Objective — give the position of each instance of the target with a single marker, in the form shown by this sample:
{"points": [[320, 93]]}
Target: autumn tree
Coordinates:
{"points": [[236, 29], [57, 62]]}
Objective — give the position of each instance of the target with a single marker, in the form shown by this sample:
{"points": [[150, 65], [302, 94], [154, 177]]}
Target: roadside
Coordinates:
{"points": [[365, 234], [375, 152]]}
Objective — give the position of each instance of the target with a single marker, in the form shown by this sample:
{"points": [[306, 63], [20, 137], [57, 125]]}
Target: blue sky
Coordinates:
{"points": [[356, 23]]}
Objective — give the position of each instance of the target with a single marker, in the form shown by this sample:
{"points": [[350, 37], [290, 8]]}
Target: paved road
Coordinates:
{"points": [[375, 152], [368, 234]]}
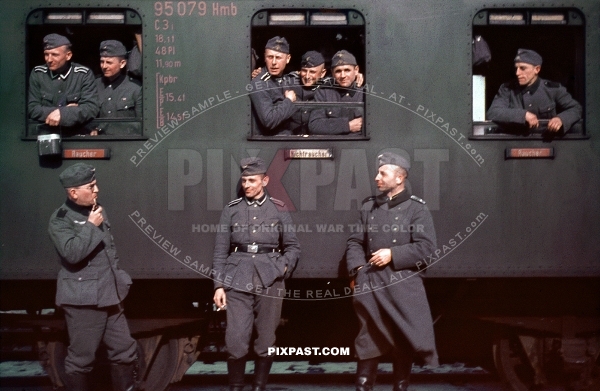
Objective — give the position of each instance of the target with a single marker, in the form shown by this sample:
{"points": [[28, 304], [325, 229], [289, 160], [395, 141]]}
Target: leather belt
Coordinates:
{"points": [[252, 248]]}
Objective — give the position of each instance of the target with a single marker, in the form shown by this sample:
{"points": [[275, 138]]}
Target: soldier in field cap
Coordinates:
{"points": [[339, 120], [394, 318], [90, 286], [62, 94], [252, 257], [520, 104], [119, 95]]}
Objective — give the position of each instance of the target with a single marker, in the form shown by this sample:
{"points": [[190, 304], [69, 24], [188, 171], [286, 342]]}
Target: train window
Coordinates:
{"points": [[118, 112], [558, 37], [328, 109]]}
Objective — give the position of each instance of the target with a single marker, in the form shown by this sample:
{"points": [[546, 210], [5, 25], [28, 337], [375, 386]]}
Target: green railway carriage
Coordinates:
{"points": [[517, 215]]}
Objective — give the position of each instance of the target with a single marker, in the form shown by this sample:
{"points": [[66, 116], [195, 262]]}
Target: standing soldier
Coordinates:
{"points": [[90, 286], [397, 232], [253, 256], [61, 93]]}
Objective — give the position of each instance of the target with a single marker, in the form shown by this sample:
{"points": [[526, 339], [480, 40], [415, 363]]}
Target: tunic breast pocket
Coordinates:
{"points": [[333, 112], [80, 288], [125, 104], [547, 112], [270, 229], [73, 98]]}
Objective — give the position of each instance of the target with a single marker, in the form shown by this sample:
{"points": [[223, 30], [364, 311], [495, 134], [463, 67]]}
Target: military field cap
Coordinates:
{"points": [[76, 175], [392, 158], [52, 41], [253, 166], [279, 44], [112, 48], [343, 57], [311, 59], [528, 56]]}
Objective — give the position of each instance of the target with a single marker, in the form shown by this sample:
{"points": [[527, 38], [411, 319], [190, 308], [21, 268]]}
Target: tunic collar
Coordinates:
{"points": [[84, 210], [258, 201], [532, 88], [62, 73], [396, 200], [115, 83]]}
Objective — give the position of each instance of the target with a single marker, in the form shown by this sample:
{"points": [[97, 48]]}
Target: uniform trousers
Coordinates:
{"points": [[88, 326], [257, 309]]}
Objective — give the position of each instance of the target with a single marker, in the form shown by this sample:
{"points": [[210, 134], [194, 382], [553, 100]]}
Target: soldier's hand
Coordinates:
{"points": [[381, 257], [355, 125], [291, 95], [554, 124], [53, 119], [531, 120], [95, 217], [220, 298]]}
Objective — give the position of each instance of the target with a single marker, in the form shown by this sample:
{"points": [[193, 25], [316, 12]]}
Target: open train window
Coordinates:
{"points": [[120, 112], [326, 32], [558, 36]]}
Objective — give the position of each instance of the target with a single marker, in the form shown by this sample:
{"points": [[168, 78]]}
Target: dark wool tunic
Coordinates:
{"points": [[271, 108], [543, 98], [120, 98], [335, 119], [390, 301], [49, 91], [90, 273]]}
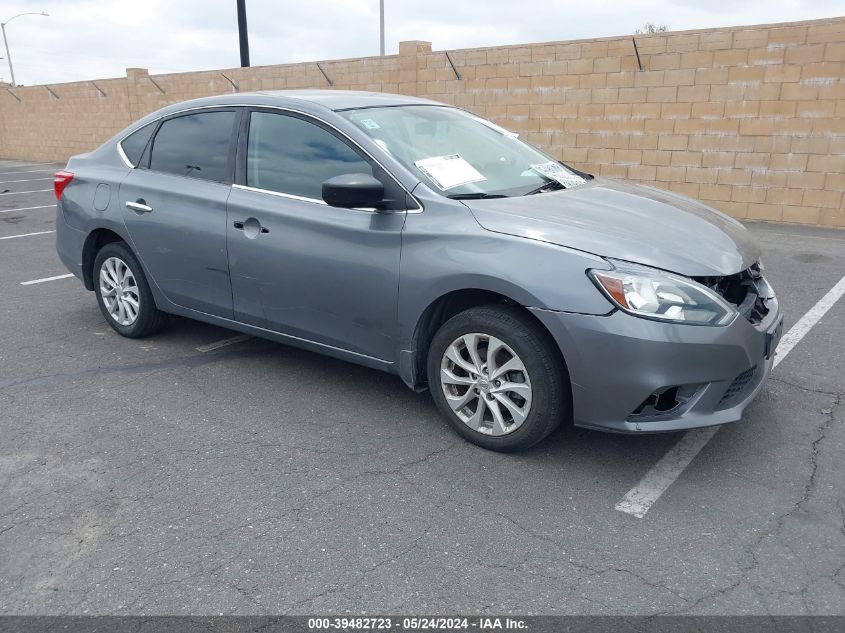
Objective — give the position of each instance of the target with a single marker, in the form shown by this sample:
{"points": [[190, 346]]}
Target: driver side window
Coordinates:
{"points": [[290, 155]]}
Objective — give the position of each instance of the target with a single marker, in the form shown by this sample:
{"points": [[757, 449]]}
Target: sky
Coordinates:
{"points": [[94, 39]]}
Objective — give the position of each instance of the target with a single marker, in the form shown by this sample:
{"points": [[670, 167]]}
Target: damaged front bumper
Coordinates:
{"points": [[633, 375]]}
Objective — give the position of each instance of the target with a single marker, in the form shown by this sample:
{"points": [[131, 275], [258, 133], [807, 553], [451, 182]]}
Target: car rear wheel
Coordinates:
{"points": [[496, 376], [123, 293]]}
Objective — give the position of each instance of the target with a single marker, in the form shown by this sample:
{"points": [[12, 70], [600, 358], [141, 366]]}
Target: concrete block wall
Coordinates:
{"points": [[748, 119]]}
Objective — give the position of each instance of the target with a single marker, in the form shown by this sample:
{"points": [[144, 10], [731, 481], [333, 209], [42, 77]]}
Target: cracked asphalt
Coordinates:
{"points": [[145, 477]]}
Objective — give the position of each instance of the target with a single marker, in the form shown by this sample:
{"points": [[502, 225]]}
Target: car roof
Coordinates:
{"points": [[335, 100], [348, 99]]}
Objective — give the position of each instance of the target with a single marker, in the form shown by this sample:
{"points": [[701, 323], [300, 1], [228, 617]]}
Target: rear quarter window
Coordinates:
{"points": [[133, 145], [195, 145]]}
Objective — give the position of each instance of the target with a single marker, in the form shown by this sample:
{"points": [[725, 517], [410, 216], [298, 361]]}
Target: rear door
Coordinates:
{"points": [[299, 266], [174, 207]]}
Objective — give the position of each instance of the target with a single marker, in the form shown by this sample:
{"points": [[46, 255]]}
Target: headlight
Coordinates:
{"points": [[654, 294]]}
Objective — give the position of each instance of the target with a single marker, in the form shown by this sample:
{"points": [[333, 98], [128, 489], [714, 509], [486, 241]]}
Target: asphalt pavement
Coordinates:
{"points": [[149, 477]]}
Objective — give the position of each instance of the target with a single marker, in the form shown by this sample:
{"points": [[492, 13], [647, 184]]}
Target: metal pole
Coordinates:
{"points": [[242, 33], [381, 27], [9, 57]]}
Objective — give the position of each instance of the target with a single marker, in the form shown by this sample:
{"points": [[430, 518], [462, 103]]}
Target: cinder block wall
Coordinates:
{"points": [[749, 119]]}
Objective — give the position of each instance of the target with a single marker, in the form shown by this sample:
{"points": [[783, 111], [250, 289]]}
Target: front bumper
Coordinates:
{"points": [[616, 362]]}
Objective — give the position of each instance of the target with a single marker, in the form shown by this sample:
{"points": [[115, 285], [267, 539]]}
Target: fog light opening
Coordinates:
{"points": [[664, 401]]}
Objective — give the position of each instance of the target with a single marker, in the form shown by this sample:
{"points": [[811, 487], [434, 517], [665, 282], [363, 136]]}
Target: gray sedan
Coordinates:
{"points": [[419, 239]]}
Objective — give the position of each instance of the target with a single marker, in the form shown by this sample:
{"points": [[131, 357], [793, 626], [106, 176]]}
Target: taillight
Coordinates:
{"points": [[61, 179]]}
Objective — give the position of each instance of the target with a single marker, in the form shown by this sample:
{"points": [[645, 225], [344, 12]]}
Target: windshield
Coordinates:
{"points": [[460, 154]]}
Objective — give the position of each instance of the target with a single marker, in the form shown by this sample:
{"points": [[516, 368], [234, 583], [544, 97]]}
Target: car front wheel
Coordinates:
{"points": [[495, 374], [123, 293]]}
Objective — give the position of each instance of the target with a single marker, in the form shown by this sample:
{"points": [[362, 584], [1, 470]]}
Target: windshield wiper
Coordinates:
{"points": [[478, 195], [554, 185]]}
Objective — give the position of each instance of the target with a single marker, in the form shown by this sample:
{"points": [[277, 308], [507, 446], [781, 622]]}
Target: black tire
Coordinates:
{"points": [[551, 394], [148, 319]]}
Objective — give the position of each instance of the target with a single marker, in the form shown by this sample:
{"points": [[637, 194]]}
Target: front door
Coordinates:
{"points": [[174, 208], [299, 266]]}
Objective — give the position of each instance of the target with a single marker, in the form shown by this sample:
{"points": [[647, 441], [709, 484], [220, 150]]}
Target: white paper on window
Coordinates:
{"points": [[558, 172], [449, 171]]}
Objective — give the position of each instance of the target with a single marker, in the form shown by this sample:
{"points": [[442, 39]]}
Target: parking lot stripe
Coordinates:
{"points": [[639, 499], [41, 281], [45, 206], [18, 193], [22, 163], [226, 341], [11, 237], [3, 182]]}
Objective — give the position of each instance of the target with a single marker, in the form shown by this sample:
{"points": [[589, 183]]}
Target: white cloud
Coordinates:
{"points": [[90, 39]]}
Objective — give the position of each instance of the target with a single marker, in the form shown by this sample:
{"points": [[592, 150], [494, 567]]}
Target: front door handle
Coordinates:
{"points": [[251, 227], [139, 206]]}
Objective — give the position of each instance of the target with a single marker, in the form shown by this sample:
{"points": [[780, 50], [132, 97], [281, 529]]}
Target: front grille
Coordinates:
{"points": [[737, 387], [743, 291]]}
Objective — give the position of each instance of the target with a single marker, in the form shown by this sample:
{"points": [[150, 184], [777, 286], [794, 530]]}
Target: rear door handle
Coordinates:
{"points": [[139, 206], [251, 227]]}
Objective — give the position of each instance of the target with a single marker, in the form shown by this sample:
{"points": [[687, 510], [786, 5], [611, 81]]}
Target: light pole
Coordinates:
{"points": [[6, 42], [381, 27], [243, 35]]}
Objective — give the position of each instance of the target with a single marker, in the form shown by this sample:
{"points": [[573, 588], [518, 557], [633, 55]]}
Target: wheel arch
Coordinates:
{"points": [[96, 239], [441, 309]]}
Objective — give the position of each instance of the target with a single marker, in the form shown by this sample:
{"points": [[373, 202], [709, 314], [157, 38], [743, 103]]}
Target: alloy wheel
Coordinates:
{"points": [[486, 384], [119, 291]]}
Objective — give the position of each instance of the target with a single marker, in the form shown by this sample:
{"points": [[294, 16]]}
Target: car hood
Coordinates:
{"points": [[626, 221]]}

* GIVEN TASK
Show every line of the data that contains the string "tunic". Case counts.

* SOLVED PROBLEM
Target: tunic breast pocket
Target: tunic collar
Target: dark wool tunic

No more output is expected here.